# Short problem:
Please quote only the lines that start at the one with "Place a dot on every instance of the woman's hand, one" and go on to the last line of the data, both ends kept.
#### Records provided
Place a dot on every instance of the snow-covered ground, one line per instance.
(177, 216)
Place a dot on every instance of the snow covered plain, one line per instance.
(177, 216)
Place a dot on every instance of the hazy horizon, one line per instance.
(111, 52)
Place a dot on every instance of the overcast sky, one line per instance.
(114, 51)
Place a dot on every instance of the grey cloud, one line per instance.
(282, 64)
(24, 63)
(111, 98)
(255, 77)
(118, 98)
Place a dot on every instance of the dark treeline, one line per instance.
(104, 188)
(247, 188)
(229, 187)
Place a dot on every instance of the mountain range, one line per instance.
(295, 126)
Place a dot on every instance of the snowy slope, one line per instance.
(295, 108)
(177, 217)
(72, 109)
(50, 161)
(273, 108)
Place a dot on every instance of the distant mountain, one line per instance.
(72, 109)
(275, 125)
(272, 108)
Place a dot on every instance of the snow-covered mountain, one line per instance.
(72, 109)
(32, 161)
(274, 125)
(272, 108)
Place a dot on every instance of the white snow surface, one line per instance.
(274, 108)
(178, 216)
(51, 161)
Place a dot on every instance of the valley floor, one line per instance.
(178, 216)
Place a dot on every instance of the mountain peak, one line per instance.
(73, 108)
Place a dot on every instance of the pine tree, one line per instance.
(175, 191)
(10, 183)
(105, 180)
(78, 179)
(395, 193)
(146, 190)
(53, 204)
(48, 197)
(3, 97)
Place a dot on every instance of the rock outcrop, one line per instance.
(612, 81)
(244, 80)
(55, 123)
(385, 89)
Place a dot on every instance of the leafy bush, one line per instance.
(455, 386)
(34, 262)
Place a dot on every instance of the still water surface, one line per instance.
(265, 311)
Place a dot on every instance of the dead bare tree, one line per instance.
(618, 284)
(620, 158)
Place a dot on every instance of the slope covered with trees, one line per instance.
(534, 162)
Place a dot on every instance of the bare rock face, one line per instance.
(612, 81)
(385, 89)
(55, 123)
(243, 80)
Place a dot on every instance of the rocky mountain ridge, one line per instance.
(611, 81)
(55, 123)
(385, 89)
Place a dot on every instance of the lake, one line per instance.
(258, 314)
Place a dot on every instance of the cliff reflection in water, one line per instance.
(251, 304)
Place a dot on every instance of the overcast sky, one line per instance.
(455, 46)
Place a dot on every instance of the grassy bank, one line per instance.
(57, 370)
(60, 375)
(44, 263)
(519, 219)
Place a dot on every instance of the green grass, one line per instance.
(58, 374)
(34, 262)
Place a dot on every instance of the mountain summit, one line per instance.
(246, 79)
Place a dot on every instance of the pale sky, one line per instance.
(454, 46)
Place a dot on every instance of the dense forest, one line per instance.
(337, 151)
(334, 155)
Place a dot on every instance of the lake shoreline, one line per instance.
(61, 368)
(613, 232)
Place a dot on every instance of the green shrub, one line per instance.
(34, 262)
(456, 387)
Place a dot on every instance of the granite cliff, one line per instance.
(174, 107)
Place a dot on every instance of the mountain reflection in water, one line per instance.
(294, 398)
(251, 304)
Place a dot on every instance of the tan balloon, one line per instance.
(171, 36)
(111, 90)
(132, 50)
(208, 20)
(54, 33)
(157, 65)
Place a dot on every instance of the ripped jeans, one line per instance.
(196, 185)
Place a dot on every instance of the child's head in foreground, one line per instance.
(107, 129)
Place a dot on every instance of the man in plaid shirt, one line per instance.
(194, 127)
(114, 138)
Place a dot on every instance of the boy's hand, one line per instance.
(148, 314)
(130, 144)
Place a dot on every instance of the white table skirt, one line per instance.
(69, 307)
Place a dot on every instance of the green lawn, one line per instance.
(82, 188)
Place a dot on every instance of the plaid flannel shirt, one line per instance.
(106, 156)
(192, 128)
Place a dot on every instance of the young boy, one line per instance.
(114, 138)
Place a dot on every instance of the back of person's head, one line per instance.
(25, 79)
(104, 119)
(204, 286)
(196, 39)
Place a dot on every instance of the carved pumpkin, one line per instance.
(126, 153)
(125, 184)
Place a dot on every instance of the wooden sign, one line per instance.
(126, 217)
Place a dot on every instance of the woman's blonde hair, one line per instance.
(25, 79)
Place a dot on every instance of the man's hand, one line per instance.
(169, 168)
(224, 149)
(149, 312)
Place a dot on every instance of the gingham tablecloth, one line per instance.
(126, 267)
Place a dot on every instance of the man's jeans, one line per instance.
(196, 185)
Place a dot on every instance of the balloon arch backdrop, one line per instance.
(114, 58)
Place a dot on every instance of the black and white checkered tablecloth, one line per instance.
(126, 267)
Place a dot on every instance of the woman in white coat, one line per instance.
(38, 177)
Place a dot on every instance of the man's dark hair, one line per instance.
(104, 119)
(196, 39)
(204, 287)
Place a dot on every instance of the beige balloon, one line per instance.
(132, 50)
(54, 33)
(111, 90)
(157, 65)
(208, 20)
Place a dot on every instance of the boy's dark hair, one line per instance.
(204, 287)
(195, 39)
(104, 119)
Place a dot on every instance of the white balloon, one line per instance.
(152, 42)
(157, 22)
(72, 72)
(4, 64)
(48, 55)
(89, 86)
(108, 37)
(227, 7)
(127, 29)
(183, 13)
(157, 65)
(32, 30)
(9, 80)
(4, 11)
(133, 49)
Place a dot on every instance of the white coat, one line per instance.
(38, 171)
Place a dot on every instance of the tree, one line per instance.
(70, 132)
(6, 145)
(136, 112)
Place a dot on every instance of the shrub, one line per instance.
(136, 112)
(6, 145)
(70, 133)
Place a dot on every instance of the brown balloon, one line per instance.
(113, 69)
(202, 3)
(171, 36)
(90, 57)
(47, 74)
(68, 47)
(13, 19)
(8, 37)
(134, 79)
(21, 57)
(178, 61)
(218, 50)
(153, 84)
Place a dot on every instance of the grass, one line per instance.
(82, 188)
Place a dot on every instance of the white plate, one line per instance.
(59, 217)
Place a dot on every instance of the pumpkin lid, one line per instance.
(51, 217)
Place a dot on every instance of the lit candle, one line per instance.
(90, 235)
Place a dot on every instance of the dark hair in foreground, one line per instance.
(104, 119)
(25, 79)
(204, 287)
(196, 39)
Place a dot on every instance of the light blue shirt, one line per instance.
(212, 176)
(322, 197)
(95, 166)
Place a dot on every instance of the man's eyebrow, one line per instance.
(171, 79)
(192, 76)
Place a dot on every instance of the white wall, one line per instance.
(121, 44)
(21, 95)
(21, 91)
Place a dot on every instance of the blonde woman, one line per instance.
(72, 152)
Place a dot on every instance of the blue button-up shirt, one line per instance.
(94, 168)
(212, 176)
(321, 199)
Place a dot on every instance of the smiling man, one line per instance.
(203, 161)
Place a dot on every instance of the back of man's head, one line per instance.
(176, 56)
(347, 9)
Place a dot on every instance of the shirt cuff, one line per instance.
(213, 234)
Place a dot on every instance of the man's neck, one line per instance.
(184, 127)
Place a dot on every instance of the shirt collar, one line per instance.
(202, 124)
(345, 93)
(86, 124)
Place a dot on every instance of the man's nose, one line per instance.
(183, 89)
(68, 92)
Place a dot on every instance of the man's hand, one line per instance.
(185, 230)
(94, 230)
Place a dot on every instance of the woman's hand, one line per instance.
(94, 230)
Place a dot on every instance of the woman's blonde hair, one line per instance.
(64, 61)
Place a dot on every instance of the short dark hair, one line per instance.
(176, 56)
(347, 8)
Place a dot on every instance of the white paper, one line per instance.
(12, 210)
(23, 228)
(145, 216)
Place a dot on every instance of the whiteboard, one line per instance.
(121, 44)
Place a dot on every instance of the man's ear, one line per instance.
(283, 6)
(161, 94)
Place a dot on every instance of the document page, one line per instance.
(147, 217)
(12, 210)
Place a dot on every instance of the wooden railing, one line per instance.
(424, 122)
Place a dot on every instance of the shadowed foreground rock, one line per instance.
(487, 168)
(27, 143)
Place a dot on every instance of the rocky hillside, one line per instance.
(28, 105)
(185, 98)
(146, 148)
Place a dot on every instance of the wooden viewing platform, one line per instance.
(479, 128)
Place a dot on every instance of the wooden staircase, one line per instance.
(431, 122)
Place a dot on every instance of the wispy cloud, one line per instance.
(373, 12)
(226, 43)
########
# The response:
Place a dot on every instance of the woman's hand, one line per instance.
(94, 230)
Place a dot on every instance of the woman's blonde hair, one line per instance.
(64, 61)
Place a dot on every instance of the short dark hair, one line per instance.
(176, 56)
(347, 8)
Place a dot on every instance of the white paper, one line per instance.
(12, 210)
(23, 228)
(145, 216)
Place a dot on every instance of the whiteboard, one line per instance.
(121, 44)
Place a dot on every instance of the man's ear, one line per instance.
(283, 6)
(161, 94)
Place a dot on every instance of the document page, one line per instance.
(147, 217)
(12, 210)
Place a dot on every instance of the wooden railing, one line per instance.
(424, 122)
Place a dot on every instance of the shadowed foreground rock, one line per instance.
(487, 168)
(27, 143)
Place a dot on every instance of the rocky hillside, one line per instance.
(28, 105)
(185, 98)
(146, 148)
Place a dot on every instance of the wooden viewing platform, one line per instance.
(479, 128)
Place a dot on every instance of the wooden staircase, one line per instance.
(431, 122)
Place a dot on every instance of the wispy cloud, one line per instance.
(373, 12)
(226, 43)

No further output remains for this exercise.